** BEGIN Dataset records **

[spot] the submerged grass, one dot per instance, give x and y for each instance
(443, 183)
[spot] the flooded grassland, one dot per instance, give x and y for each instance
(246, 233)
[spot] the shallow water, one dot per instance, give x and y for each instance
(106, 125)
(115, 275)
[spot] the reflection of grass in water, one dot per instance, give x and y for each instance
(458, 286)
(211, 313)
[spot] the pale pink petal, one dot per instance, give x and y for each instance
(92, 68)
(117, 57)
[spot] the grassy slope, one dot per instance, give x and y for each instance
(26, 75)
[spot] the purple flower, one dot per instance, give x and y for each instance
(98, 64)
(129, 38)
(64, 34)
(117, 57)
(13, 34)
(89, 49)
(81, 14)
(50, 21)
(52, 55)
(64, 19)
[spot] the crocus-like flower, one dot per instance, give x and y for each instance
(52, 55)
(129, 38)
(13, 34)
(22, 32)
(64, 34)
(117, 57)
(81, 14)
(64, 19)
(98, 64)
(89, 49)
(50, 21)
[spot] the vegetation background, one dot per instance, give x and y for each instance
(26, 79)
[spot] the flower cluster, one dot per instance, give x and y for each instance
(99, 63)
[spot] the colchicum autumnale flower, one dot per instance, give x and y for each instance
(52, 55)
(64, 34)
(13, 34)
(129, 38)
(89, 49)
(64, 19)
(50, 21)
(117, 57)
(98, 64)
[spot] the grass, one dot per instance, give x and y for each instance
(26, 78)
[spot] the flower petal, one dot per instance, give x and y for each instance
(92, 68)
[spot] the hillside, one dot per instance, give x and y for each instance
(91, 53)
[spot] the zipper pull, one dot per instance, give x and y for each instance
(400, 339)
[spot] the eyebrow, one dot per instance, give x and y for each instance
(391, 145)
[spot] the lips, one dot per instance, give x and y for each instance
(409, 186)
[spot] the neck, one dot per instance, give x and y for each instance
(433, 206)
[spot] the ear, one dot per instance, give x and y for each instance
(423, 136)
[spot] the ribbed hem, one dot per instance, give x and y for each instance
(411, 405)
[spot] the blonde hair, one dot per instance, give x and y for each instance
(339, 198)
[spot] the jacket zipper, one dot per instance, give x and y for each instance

** END Dataset records **

*Exercise*:
Reproduce every one of the records above, line for line, without changing a word.

*Finished exercise*:
[spot] the submerged grass, one dot per instance, give x and y for each instance
(443, 183)
[spot] the flooded grassland, one dot per instance, give x and y for each instance
(246, 233)
[spot] the shallow water, one dot per instance, give x and y for each instance
(106, 125)
(115, 275)
[spot] the reflection of grass in water, one dot per instance, give x and y for each instance
(458, 286)
(211, 313)
[spot] the pale pink petal, one dot per instance, give x and y for each instance
(92, 68)
(117, 57)
[spot] the grassy slope, one dot per instance, give x and y for each instance
(26, 75)
[spot] the purple flower, one dot per instance, give x and y for each instance
(98, 64)
(129, 38)
(64, 34)
(117, 57)
(13, 34)
(89, 49)
(81, 14)
(50, 21)
(52, 55)
(64, 19)
[spot] the crocus-like flower, one dot per instance, give x and y for each instance
(52, 55)
(129, 38)
(13, 34)
(22, 32)
(64, 34)
(117, 57)
(81, 14)
(64, 19)
(98, 64)
(89, 49)
(50, 21)
[spot] the vegetation background, one dot per instance, give x and y for each instance
(26, 79)
[spot] the flower cluster, one dot per instance, give x and y for each instance
(99, 63)
[spot] the colchicum autumnale flower, one dot per instance, give x and y for each instance
(52, 55)
(64, 34)
(13, 34)
(129, 38)
(89, 49)
(64, 19)
(50, 21)
(117, 57)
(98, 64)
[spot] the grass, one dot per instance, give x and y for each instance
(26, 78)
[spot] the flower petal, one dot per instance, give x and y for each instance
(92, 68)
[spot] the hillside, one dot per instance, give x and y for each instance
(91, 53)
[spot] the zipper pull, one dot per instance, give x and y for each instance
(400, 339)
[spot] the eyebrow, one dot per instance, give x and y for each instance
(391, 145)
[spot] the lips, one dot per instance, give x and y for each instance
(409, 186)
[spot] the neck, one dot per instance, give x and y for each instance
(433, 206)
[spot] the ear, one dot per instance, give x and y for each instance
(423, 136)
[spot] the ribbed hem, one dot per instance, give x and y for each instance
(411, 405)
[spot] the blonde hair, one dot per instance, give x and y for each instance
(339, 198)
[spot] the jacket zipper, one dot per instance, give x and y for each instance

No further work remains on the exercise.